- _SET OF TASKS_
1 > Using the blog excerpt, tell whether each statement agrees with it. Answer yes or no for each, and quote the deciding words. (a) MIS-C has been seen in patients from one week to 20 years of age. (b) Neurocognitive symptoms affect about 80% of patients with MIS-C. (c) Kawasaki disease mostly occurs in teenagers.
2 > Pull out everything in the blog excerpt from "In the meantime, we" down to "patient education handouts.", word for word.

--- EXTRACT PROVIDED Enclosed Below ---

In the meantime, we need to keep recommending COVID-19 vaccination as well as discuss preventive measures with patients planning travel to malaria-endemic regions. This AFP article on "Prevention of Malaria in Travelers" provides an overview of medications, insect repellents, and bed nets, and the Centers for Disease Control and Prevention (CDC) has additional information on malaria diagnosis and treatment. The AFP By Topic on Travel Medicine also includes this article on pretravel consultation along with a wealth of patient education handouts.

Monday, October 4, 2021

What we now know about multisystem inflammatory syndrome in children

 - Kenny Lin, MD, MPH

In May 2020, a previous AFP Community Blog post described an emerging COVID-19 associated, Kawasaki disease-like syndrome that became known as multisystem inflammatory syndrome in children (MIS-C). (The Centers for Disease Control and Prevention later identified a similar inflammatory syndrome in adults, MIS-A.) Over the past year, as family physicians, pediatricians, and children's hospitals have gained experience with treating patients with MIS-C, we now know more about differentiating it from Kawasaki disease and managing its major complications. A review article by Drs. John Darby and Jennifer Jackson in the September issue of AFP provided an overview and comparison of Kawasaki disease and MIS-C. Although Kawasaki disease primarily occurs in toddlers, MIS-C has been observed in patients from one week to 20 years of age, with a median age of 7 to 9 years. In the U.S., Hispanic and non-Hispanic Black children have been disproportionately affected by MIS-C, comprising 62% of all cases. Vomiting, diarrhea, and abdominal pain occur in 80% of patients, while neurocognitive symptoms affect about 20%. Additional symptoms of MIS-C can include hypotension secondary to cardiac dysfunction and systemic vasodilation.

--- End of Enclosed EXTRACT PROVIDED ---
--- RAW DATA Enclosed Below ---

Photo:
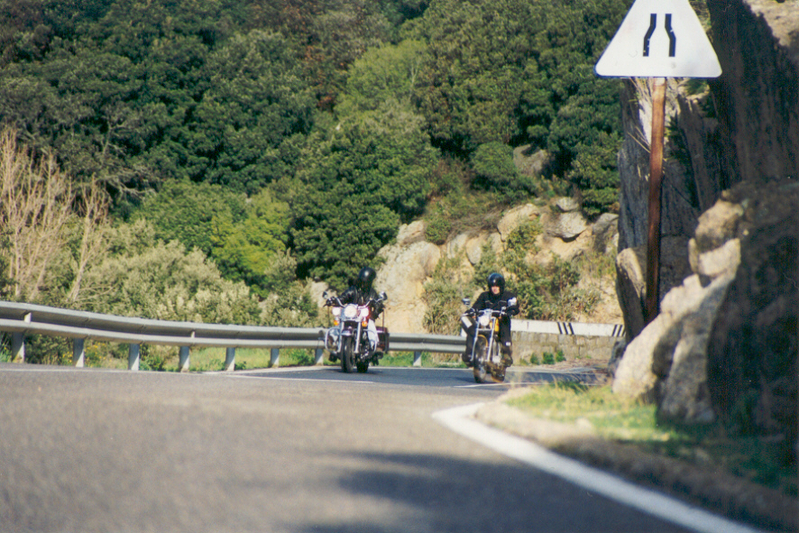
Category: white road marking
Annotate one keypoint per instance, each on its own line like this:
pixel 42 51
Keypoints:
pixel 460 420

--- End of Enclosed RAW DATA ---
--- RAW DATA Enclosed Below ---

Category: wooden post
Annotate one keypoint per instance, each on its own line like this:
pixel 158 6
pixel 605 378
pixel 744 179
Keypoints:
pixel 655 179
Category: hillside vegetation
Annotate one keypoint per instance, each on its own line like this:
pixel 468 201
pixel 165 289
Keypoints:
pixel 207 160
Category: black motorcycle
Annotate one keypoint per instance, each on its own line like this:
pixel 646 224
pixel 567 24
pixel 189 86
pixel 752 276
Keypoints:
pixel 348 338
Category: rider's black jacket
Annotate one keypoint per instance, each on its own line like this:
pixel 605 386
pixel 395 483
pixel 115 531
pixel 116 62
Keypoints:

--- End of Enclosed RAW DATA ---
--- RAW DATA Enclosed Below ---

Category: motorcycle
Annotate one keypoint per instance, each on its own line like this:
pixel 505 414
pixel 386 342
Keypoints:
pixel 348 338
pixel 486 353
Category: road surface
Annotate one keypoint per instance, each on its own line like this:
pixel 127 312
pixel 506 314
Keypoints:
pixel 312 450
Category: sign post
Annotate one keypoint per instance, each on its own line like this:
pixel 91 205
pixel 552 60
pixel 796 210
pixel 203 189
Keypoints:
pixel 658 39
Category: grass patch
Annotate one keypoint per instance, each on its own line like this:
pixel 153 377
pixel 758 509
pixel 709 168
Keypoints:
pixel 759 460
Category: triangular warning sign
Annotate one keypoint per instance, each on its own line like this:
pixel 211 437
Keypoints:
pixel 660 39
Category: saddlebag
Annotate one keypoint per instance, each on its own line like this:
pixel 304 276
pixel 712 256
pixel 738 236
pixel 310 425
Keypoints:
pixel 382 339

--- End of Enclosed RAW DATA ---

- _ANSWERS FOR THE EXERCISE_
1 >
(a) Yes: "MIS-C has been observed in patients from one week to 20 years of age"
(b) No: "neurocognitive symptoms affect about 20%"
(c) No: "Kawasaki disease primarily occurs in toddlers"

2 >
In the meantime, we need to keep recommending COVID-19 vaccination as well as discuss preventive measures with patients planning travel to malaria-endemic regions. This AFP article on "Prevention of Malaria in Travelers" provides an overview of medications, insect repellents, and bed nets, and the Centers for Disease Control and Prevention (CDC) has additional information on malaria diagnosis and treatment. The AFP By Topic on Travel Medicine also includes this article on pretravel consultation along with a wealth of patient education handouts.